→ **Directions for this task**:
Copy out the records exactly, beginning with the line that contains "Identify every instance of the clear" and ending with the line that contains "x=111 y=112", with both of those lines included. Write nothing else.

→ **Available records**:
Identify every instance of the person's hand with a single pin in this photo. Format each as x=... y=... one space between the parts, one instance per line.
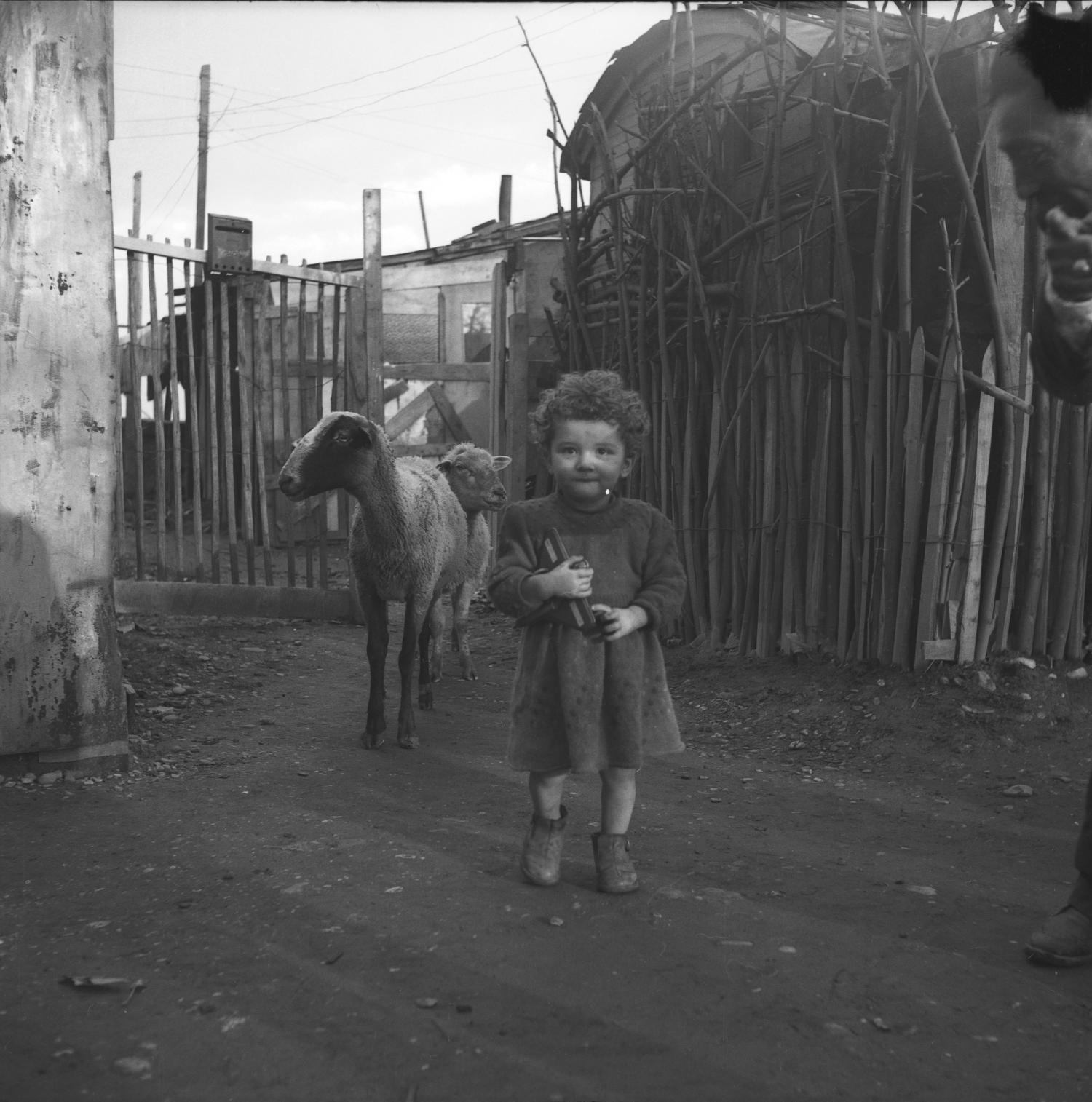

--

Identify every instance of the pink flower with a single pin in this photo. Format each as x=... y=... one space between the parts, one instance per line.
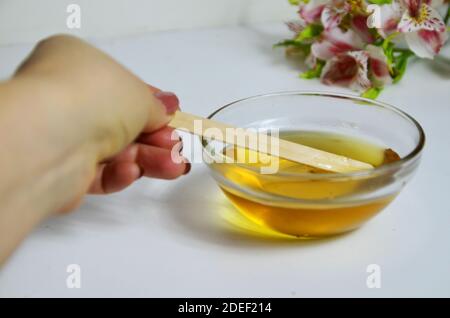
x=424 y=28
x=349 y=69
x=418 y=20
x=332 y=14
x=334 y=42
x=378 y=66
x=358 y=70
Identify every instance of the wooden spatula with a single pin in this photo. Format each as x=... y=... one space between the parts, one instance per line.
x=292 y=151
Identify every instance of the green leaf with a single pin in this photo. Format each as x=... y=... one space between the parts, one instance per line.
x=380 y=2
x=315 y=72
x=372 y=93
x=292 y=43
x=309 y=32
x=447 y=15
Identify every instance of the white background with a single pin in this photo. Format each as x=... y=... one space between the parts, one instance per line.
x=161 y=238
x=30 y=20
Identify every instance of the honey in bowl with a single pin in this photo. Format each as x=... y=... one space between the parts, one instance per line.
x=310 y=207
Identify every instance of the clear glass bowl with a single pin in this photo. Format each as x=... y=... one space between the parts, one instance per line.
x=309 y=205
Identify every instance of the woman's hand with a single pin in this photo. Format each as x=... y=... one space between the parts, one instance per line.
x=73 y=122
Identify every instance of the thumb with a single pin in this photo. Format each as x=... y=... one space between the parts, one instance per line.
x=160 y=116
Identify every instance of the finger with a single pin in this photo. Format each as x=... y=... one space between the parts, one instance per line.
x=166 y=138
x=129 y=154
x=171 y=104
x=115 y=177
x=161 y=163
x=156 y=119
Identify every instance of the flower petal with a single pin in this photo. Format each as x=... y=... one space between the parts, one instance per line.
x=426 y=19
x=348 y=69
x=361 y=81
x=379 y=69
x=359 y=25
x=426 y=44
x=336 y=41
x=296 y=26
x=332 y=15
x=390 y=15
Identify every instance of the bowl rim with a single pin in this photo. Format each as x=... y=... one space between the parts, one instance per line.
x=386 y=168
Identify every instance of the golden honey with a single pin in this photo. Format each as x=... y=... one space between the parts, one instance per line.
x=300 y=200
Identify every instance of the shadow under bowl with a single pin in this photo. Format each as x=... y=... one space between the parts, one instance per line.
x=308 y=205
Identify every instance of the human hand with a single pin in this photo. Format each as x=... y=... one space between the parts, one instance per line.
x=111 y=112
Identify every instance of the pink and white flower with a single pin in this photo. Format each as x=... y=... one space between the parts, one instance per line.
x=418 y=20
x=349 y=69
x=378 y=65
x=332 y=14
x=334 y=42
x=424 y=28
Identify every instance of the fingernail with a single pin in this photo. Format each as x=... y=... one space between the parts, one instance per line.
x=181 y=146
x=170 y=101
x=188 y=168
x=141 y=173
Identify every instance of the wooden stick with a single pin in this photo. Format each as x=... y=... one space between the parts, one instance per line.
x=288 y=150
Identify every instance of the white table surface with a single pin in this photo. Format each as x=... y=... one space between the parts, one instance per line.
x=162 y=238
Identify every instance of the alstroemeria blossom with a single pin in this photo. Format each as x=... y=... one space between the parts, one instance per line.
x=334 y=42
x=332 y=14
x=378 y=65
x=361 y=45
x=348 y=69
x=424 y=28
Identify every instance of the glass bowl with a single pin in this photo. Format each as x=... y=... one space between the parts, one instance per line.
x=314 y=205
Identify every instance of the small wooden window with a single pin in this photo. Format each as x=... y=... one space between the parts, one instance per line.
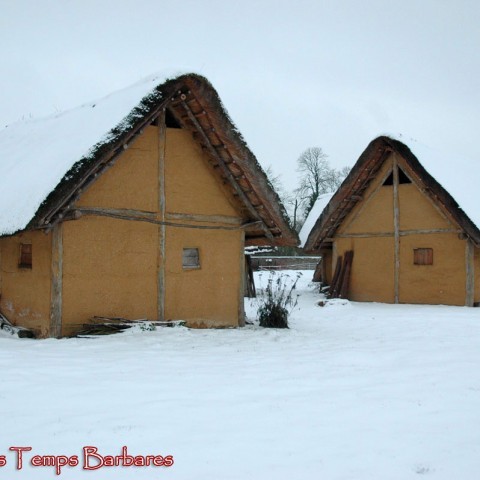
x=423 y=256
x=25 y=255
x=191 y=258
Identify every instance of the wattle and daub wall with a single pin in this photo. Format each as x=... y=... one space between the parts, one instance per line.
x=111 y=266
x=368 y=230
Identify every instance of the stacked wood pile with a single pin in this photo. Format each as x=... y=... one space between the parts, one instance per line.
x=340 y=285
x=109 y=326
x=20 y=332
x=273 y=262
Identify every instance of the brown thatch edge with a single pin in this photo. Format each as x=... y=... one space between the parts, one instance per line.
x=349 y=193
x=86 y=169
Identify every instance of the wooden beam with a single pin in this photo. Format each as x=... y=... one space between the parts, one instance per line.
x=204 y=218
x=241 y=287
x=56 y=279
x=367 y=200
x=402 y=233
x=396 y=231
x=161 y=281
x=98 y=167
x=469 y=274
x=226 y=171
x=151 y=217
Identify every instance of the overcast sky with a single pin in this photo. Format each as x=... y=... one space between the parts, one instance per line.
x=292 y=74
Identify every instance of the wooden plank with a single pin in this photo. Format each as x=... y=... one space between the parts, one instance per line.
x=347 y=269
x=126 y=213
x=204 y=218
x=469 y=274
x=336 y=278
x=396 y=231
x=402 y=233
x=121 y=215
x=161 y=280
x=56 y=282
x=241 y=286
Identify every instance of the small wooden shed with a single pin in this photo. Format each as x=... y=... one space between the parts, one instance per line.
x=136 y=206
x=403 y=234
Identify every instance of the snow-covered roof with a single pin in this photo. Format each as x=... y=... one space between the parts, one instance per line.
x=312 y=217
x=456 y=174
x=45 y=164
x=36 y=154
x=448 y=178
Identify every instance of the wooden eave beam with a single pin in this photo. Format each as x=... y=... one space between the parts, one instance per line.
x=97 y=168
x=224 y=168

→ **Result of this exercise**:
Identify every instance of the clear glass bowl with a single pin in this photo. Format each as x=... y=... one space between the parts, one instance per line.
x=309 y=205
Identify every instance of the woman's hand with a single pin in this photo. Format each as x=... y=... one space between the parts, one instance per line.
x=73 y=122
Identify every instance of the thumb with a single pin in this photo. Format each as x=... y=... one space between the parts, one instance per line.
x=160 y=116
Identify every instance of the finger with a single pin in this photo. Format each as x=... y=... one space between the parts, one instance per line.
x=166 y=138
x=129 y=154
x=171 y=104
x=115 y=177
x=161 y=163
x=156 y=119
Identify every instance of the flower petal with a single pin in this photo. Format each as x=... y=... one space between the parts, one instance per line.
x=426 y=19
x=348 y=69
x=361 y=81
x=379 y=69
x=359 y=25
x=426 y=44
x=336 y=41
x=296 y=26
x=332 y=15
x=390 y=15
Identify every instance of the bowl rim with a single pin in this photo. Format each as x=... y=... one space between the parts, one instance per line.
x=386 y=168
Identify every instance of the golden honey with a single pin in this photo. Format each as x=... y=... one space between the parts, one instance per line.
x=300 y=200
Identify every instance of the shadow under bowl with a single pin in this photo. Format each as x=... y=... one space between the parts, one instance per line.
x=308 y=205
Identify every instance of the human hand with a single pin in this photo. Format each as x=... y=... one space between the parts, one instance per line.
x=111 y=112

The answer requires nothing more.